Document segment:
○ ○ ○ ○ ○ ○ ○
Greatness within you

“Dare to be unrealistic—Being Realistic is the most commonly traveled road to mediocrity”

~Will Smith

I’ve always hated the term average, at least when it referred to me. I think of average as a term to describe someone who is content on things a certain way and never expecting anything greater than that. It is true that I am a person who has a hard time adapting to change and who likes routine but not because I am by any means average. I like to establish some consistency on my journey towards achieving the greatness I know I am destined for. I do believe that having a sense of consistent behavior enables a person to continue to pursue their goals and their dreams.  But as far as ever being content, in that regard I welcome change.

I can’t see myself ever just settling for the way someone else tells me things should be, not when I have my own high expectations for where I end up in life. I think that sometimes my expectations for myself might be far too high and that this is the reason that I get so fearful of tackling the unknown, because I am afraid I won’t live up to my own expectations. However, that isn’t a way go about achieving the great things that I am here to do.

People say that some of the things that I dream up in my mind and that I have on my list of goals are far beyond my reach and that they are a bit unrealistic. For a while I believed that they might be right. But what is being realistic really going to get me? Being realistic might maintain my comfort level and keep me in a place of being content but then that’s not what I want. As much as I hate being in a place where I feel unsure and uncomfortable, I realize that often times it is in those moments of being uncomfortable in which I somehow shine and somehow rise above what seems like impossible circumstances.
○ ○ ○ ○ ○ ○ ○
Information supplied:
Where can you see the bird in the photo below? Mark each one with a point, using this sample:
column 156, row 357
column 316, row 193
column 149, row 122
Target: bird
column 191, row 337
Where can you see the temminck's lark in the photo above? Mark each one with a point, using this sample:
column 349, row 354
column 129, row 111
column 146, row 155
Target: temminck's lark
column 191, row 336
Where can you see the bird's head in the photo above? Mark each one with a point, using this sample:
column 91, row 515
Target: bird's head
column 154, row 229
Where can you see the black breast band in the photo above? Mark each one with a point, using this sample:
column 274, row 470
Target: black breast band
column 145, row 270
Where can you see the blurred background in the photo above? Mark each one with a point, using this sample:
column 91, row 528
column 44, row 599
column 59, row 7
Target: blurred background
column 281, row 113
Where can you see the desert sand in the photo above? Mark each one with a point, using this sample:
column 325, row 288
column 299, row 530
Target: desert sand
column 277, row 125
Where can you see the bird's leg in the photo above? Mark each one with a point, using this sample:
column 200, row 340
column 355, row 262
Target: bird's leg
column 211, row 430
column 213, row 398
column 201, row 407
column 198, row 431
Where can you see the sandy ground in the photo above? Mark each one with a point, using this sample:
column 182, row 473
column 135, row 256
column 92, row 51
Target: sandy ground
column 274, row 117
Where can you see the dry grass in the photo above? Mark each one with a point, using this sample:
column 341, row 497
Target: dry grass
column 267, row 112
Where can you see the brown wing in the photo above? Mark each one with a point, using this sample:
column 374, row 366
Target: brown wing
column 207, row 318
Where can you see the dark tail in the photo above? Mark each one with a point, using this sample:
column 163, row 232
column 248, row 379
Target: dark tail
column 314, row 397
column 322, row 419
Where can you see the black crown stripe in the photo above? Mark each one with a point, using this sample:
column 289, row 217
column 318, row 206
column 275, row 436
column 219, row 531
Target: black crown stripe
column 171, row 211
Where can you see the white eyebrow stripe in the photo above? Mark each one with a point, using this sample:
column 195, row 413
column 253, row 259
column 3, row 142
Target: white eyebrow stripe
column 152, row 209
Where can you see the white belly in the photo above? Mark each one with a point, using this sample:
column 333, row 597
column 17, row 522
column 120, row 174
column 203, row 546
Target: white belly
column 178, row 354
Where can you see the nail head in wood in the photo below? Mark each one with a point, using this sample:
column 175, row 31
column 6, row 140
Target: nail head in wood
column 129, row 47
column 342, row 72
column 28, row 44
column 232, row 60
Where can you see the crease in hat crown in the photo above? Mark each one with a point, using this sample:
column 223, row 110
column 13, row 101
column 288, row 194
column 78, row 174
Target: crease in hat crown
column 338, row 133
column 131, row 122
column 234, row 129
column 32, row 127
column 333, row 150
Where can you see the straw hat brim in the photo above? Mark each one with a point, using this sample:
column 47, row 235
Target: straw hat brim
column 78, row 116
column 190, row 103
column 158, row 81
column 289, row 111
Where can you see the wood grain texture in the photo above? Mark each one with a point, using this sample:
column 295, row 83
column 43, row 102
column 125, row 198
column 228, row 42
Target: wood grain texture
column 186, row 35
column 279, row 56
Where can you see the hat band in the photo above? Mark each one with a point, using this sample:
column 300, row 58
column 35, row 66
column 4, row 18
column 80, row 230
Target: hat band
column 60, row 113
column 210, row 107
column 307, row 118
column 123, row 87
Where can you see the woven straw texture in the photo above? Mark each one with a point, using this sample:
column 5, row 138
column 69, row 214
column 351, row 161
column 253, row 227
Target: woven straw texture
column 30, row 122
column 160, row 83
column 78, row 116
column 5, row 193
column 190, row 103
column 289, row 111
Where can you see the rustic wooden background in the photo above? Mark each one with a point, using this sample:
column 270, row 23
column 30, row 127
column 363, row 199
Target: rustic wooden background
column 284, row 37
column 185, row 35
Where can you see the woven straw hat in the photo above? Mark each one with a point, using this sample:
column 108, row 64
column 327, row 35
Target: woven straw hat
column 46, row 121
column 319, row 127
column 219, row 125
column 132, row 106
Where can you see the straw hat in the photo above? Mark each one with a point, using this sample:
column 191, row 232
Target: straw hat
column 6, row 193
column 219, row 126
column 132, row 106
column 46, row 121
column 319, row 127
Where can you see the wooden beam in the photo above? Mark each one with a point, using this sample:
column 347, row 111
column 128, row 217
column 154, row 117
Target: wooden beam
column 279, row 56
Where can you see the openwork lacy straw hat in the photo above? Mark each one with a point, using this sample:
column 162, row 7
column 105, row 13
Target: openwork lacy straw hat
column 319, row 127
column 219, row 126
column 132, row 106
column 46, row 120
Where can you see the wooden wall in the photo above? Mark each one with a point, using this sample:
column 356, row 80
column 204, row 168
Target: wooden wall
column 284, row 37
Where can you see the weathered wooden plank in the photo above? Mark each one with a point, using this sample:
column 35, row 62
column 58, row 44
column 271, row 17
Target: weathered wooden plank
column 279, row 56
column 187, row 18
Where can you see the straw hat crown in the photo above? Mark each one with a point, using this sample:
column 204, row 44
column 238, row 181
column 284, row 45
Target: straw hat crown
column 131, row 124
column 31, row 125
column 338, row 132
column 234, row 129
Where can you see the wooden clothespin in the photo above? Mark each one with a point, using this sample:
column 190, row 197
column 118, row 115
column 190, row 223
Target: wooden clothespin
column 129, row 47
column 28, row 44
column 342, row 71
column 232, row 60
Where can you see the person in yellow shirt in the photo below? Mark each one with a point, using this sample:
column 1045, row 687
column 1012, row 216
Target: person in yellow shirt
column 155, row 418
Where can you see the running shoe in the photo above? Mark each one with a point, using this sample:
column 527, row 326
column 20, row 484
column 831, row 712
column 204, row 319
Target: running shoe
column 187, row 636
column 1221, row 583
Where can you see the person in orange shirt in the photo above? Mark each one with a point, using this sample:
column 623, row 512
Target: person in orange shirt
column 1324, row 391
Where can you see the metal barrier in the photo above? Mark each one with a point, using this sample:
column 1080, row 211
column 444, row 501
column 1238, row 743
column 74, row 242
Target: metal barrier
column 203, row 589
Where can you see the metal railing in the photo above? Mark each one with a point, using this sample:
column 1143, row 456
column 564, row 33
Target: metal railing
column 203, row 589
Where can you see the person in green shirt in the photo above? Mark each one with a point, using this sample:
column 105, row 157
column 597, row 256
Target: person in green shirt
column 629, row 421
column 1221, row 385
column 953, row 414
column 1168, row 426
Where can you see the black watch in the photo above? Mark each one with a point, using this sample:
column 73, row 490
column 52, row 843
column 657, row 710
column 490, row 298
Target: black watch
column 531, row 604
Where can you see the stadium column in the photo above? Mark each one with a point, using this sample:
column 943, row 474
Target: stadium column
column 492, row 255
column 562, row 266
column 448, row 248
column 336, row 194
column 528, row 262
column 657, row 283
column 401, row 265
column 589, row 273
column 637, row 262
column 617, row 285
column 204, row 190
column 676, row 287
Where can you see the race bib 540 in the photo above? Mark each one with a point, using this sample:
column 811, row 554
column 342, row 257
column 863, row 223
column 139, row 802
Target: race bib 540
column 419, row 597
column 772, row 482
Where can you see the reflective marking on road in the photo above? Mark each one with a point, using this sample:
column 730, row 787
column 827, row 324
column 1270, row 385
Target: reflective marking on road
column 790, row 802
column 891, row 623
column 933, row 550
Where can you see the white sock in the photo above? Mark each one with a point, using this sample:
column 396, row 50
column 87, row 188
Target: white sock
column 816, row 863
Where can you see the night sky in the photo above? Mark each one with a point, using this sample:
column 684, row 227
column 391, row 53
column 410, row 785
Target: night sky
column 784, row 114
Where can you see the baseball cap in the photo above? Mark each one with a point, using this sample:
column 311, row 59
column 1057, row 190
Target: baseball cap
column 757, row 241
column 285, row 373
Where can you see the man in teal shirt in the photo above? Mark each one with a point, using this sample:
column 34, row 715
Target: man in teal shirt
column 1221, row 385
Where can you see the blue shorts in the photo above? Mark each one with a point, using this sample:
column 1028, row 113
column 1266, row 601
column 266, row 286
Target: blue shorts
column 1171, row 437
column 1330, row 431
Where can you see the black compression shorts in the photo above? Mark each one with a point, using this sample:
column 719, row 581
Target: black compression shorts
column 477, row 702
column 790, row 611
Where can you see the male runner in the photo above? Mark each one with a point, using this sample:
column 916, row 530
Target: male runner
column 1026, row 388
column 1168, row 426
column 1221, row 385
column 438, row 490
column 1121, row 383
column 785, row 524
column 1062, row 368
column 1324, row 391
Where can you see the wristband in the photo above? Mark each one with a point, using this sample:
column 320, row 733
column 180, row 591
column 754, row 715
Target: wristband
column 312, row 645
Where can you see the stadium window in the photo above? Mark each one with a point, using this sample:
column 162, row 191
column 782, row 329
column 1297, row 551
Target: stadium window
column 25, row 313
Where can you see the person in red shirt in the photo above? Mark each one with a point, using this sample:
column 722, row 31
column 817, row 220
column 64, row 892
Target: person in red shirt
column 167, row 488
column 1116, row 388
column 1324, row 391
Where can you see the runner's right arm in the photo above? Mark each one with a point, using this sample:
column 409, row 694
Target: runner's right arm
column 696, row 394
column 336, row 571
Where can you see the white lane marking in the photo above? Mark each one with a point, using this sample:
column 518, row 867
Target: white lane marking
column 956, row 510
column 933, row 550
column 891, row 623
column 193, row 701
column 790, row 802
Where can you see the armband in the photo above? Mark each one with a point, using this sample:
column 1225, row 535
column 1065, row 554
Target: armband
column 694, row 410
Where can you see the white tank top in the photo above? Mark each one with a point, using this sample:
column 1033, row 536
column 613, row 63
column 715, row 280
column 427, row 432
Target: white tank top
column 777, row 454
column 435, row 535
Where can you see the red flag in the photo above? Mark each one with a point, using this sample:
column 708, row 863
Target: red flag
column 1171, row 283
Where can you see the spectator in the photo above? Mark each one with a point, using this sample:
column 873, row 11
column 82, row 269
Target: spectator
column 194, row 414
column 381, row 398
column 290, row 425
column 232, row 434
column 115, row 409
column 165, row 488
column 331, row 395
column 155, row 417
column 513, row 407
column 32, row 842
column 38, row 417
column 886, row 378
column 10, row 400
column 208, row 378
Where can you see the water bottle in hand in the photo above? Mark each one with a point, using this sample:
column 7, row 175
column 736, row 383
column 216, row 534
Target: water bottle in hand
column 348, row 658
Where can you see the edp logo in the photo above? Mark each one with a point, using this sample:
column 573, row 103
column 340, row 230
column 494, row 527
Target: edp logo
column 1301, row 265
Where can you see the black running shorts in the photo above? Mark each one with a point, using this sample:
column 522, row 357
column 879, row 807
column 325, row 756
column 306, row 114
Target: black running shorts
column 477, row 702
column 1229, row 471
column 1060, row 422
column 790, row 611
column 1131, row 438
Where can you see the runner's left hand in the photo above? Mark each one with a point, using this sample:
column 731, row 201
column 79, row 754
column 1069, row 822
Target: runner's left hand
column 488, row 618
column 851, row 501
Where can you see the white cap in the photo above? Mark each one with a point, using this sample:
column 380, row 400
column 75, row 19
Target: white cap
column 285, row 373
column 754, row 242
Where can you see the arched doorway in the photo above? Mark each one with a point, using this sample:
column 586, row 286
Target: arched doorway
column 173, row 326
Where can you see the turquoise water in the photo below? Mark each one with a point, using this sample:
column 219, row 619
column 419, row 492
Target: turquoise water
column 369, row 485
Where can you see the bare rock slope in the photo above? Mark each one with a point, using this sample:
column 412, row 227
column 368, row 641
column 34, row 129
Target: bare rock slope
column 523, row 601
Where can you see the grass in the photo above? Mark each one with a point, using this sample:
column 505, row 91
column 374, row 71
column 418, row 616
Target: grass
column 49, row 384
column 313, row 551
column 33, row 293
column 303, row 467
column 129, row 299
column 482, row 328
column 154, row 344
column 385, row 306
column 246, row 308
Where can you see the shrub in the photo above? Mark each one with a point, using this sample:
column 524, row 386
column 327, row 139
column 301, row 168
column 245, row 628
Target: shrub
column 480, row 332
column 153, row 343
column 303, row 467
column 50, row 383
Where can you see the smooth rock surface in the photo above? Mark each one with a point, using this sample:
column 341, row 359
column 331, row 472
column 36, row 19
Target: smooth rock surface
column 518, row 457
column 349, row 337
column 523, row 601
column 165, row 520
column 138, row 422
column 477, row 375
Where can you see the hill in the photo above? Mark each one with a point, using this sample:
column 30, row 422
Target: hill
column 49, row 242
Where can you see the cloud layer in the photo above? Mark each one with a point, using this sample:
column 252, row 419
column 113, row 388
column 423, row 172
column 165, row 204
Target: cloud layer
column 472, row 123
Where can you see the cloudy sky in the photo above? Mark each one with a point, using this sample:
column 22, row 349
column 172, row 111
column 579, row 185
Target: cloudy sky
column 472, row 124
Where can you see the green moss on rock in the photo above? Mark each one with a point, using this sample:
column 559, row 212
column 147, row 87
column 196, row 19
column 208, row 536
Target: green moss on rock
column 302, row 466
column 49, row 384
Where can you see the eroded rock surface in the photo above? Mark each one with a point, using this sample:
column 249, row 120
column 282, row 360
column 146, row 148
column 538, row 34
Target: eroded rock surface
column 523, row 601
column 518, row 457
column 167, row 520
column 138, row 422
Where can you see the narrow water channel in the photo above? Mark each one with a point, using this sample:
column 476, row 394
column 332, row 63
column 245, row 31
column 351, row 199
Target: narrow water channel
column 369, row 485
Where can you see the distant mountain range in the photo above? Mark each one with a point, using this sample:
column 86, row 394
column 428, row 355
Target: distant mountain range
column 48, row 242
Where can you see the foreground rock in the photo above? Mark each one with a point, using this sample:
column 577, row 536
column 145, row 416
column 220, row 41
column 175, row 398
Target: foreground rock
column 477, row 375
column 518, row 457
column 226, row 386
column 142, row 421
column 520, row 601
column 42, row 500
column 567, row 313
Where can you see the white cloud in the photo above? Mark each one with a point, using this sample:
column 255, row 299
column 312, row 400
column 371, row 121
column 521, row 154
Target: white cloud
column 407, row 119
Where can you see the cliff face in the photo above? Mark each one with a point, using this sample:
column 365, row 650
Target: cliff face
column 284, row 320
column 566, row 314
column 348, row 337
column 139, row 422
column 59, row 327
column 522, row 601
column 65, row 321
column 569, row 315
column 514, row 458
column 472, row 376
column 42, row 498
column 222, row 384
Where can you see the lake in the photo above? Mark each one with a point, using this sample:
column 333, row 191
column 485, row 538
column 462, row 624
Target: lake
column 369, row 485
○ ○ ○ ○ ○ ○ ○
Stated goal: Copy everything in the essay on greatness from "People say that" down to "like impossible circumstances.".

Result of this exercise:
People say that some of the things that I dream up in my mind and that I have on my list of goals are far beyond my reach and that they are a bit unrealistic. For a while I believed that they might be right. But what is being realistic really going to get me? Being realistic might maintain my comfort level and keep me in a place of being content but then that’s not what I want. As much as I hate being in a place where I feel unsure and uncomfortable, I realize that often times it is in those moments of being uncomfortable in which I somehow shine and somehow rise above what seems like impossible circumstances.